WORK TO COMPLETE:
From the first line to the last, copy the data exactly.

[Natural language region descriptions]
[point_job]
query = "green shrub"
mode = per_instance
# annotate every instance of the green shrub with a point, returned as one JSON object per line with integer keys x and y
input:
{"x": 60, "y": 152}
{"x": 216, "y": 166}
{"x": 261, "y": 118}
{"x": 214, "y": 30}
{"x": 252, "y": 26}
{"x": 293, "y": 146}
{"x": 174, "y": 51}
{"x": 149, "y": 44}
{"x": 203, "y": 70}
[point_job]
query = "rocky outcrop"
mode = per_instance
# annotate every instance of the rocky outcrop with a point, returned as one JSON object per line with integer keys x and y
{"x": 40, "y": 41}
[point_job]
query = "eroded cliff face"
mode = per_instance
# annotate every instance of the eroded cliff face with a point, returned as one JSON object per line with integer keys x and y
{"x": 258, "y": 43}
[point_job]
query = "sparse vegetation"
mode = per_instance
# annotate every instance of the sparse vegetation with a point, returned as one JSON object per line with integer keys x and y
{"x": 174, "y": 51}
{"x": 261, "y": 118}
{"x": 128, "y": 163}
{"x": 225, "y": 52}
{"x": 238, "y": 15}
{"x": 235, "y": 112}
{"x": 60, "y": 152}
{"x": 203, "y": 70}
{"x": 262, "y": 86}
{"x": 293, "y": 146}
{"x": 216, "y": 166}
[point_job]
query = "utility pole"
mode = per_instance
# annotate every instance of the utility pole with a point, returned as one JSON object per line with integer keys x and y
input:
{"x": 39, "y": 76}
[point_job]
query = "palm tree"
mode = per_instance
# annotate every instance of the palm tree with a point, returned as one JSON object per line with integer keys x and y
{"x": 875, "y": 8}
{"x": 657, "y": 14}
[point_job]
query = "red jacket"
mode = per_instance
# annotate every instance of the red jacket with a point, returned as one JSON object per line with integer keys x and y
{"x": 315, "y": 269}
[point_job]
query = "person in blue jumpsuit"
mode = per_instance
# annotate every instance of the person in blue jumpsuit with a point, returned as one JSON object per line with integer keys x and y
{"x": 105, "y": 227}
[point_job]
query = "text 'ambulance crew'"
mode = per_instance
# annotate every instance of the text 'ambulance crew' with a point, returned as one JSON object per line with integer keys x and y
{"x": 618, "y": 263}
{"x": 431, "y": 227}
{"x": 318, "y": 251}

SOLUTION BELOW:
[point_job]
query = "green shrub"
mode = per_instance
# annotate every instance of the green shrub with a point, returned as one JSON object per line with integer keys x and y
input:
{"x": 60, "y": 152}
{"x": 216, "y": 166}
{"x": 261, "y": 118}
{"x": 214, "y": 30}
{"x": 252, "y": 26}
{"x": 293, "y": 146}
{"x": 174, "y": 51}
{"x": 149, "y": 44}
{"x": 203, "y": 70}
[point_job]
query = "rocky outcrop"
mode = per_instance
# annotate every instance of the rocky outcrop with a point, returned as one JSON object per line with integer keys x and y
{"x": 40, "y": 41}
[point_job]
query = "eroded cliff face"
mode = per_instance
# annotate every instance of the eroded cliff face with a point, returned as one JSON object per line with integer keys x and y
{"x": 258, "y": 43}
[point_job]
query = "sparse vegetation"
mode = per_instance
# annotate every instance of the sparse vegetation with a point, returned as one JSON object per line with integer keys x and y
{"x": 174, "y": 51}
{"x": 261, "y": 118}
{"x": 128, "y": 163}
{"x": 225, "y": 52}
{"x": 238, "y": 15}
{"x": 235, "y": 112}
{"x": 60, "y": 152}
{"x": 203, "y": 70}
{"x": 262, "y": 86}
{"x": 293, "y": 146}
{"x": 216, "y": 166}
[point_job]
query = "utility pole"
mode = per_instance
# annotate every instance of the utility pole with a point, returned as one JSON object per line with integer keys x and y
input:
{"x": 39, "y": 76}
[point_job]
query = "palm tree"
mode = per_instance
# annotate every instance of the palm tree with a point, returned as one JSON object per line with integer keys x and y
{"x": 875, "y": 8}
{"x": 657, "y": 14}
[point_job]
query = "red jacket"
mode = per_instance
# annotate every instance of the red jacket with a point, returned as one JSON object per line with integer keys x and y
{"x": 315, "y": 269}
[point_job]
query = "person in blue jumpsuit"
mode = per_instance
# annotate every instance of the person in blue jumpsuit with a point, returned as one JSON object per line with integer keys x and y
{"x": 105, "y": 227}
[point_job]
query = "text 'ambulance crew'"
mode = per_instance
# annotate every instance of the text 'ambulance crew' with a point, returned as one JSON object per line with integer keys x and y
{"x": 618, "y": 263}
{"x": 431, "y": 227}
{"x": 318, "y": 251}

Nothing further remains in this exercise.